● TEXT PASSAGE:
......

First came an innocuous-seeming fear of bedbugs. Bubbly, outgoing 24-year-old New York Post reporter Susannah Cahalan had awakened with a few unexplained red dots on her left arm, and since there was a citywide bedbug scare at the time, she was sure her tiny studio apartment was infested. When a careful search turned up nothing, she called an exterminator, who assured her that the place was bug-free. Still agitated, she insisted on an extensive, expensive spraying; then she filled garbage bags with her old, treasured newspaper clips, which she believed may have housed the vermin. This intense purge left her only with a jabbing head-pain and a sense of terrible foreboding.
So began Cahalan’s month-long descent into insanity and near-death, which she recounts in her harrowing, medical-mystery memoir, “Brain on Fire.” Only late in her odyssey did she learn that an obsessive fear of bugs can be an early sign of looming psychosis.

......

● DATA PROVIDED:
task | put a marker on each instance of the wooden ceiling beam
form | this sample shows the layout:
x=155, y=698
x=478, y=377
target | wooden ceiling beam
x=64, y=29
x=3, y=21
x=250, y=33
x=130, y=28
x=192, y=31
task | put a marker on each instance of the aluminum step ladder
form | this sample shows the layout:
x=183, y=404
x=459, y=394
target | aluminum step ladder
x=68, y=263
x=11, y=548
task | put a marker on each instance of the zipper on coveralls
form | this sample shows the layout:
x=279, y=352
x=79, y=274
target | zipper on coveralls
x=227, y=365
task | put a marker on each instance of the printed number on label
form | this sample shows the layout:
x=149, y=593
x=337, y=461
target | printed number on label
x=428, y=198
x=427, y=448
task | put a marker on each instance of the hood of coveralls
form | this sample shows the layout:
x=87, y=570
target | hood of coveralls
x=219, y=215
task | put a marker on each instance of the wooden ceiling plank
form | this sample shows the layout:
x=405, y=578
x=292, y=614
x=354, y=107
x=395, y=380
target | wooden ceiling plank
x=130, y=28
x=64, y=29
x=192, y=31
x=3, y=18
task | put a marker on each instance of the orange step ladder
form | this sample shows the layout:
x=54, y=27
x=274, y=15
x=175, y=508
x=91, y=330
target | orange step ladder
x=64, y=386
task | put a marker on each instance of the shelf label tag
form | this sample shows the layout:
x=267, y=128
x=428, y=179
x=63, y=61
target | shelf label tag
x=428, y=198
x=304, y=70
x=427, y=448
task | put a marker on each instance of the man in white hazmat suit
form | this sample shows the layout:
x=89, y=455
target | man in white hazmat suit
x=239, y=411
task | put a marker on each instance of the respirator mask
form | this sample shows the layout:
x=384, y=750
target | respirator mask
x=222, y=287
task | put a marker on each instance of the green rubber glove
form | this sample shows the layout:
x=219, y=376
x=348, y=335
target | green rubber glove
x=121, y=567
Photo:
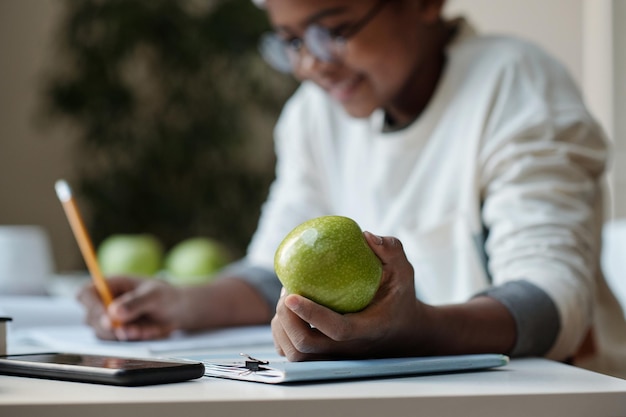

......

● TASKS:
1) Answer these questions about the passage on Susannah Cahalan's memoir:
(a) What did Cahalan fill garbage bags with?
(b) Which newspaper did Cahalan work for?
(c) What did Cahalan learn only late in her odyssey?
2) Summarize the passage on Susannah Cahalan's memoir in two sentences.
3) Carry on the passage about Susannah Cahalan's memoir "Brain on Fire" from its last sentence.

● EXPECTED RESULTS:
1)
(a) Her old, treasured newspaper clips.
(b) The New York Post.
(c) That an obsessive fear of bugs can be an early sign of looming psychosis.

2) Susannah Cahalan, a 24-year-old New York Post reporter, became sure her studio apartment had bedbugs, and even after an exterminator found none she insisted on a costly spraying and bagged up her old newspaper clips, which left her with a jabbing head-pain and a sense of foreboding. This began a month-long descent into insanity and near-death, which she recounts in her memoir "Brain on Fire," and only late did she learn that an obsessive fear of bugs can be an early sign of looming psychosis.

3)
(Free Press) - ’Brain on Fire: My Month of Madness’ by Susannah Cahalan
In the first weeks, Cahalan experienced alternating periods of normalcy and strange overreactions to ordinary events. As she walked down a corridor to meet John Walsh of “America’s Most Wanted” for an interview, she felt that her perspective had narrowed, “as if I were looking down the hallway through a viewfinder,” she writes. “The fluorescent lights flickered, and the walls tightened claustrophobically around me. As the walls caved in, the ceiling stretched sky high until I felt as if were in a cathedral. I put my hand on my chest to quell my racing heart and told myself to breathe.” Not only was she unable to wing her way through this prized interview, she wasn’t even coherent, and the article never ran in the newspaper.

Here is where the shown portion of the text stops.